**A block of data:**
════════
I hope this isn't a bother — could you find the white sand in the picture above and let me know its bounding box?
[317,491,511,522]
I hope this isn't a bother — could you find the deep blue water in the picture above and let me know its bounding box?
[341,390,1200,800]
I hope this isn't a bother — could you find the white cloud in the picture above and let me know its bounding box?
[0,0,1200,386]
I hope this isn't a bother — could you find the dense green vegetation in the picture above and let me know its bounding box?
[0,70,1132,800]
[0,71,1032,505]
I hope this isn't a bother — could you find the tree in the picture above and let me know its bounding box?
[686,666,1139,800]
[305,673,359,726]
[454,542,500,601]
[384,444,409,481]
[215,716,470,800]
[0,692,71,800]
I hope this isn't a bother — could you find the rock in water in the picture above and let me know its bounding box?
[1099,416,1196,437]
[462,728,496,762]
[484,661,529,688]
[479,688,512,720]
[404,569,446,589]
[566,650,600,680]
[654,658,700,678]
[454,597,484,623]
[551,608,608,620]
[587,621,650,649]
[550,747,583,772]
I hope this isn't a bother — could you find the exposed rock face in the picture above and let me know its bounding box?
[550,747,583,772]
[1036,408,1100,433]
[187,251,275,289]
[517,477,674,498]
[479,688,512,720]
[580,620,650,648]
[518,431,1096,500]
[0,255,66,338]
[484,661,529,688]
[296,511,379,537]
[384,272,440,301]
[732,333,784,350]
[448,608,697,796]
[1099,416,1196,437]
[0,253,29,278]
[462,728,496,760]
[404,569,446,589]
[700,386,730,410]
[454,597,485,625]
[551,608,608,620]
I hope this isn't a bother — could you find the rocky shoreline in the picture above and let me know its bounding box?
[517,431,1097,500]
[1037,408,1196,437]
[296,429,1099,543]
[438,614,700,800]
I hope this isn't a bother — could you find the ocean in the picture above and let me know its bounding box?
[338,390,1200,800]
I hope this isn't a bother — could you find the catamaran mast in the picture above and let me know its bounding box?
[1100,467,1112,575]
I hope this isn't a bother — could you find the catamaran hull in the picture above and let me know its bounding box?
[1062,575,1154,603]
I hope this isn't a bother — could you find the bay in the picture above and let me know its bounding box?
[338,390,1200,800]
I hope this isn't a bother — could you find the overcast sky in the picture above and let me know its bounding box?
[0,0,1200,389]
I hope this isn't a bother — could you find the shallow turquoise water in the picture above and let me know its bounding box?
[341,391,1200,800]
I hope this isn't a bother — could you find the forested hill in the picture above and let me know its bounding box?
════════
**Written problem:** Update the rows from the line with "the catamaran mast" to the line with "[0,0,1200,389]", replacing "catamaran" with "sailboat" and keeping everything else the same.

**Written answer:**
I hope this isn't a bother — could you find the sailboat mast in the picture above and let me know its bounding box?
[1100,467,1112,575]
I hope this isn't a bother — could you find the sailboat hull in the picture above and let me know its bounding box?
[1062,575,1154,603]
I hope this isn't a bother — could you find the bay in the picture above and let me know its bounding box?
[338,390,1200,800]
I hope this isn't a bother — could you find the overcast sky in the picture above and let me know its bounding box?
[0,0,1200,389]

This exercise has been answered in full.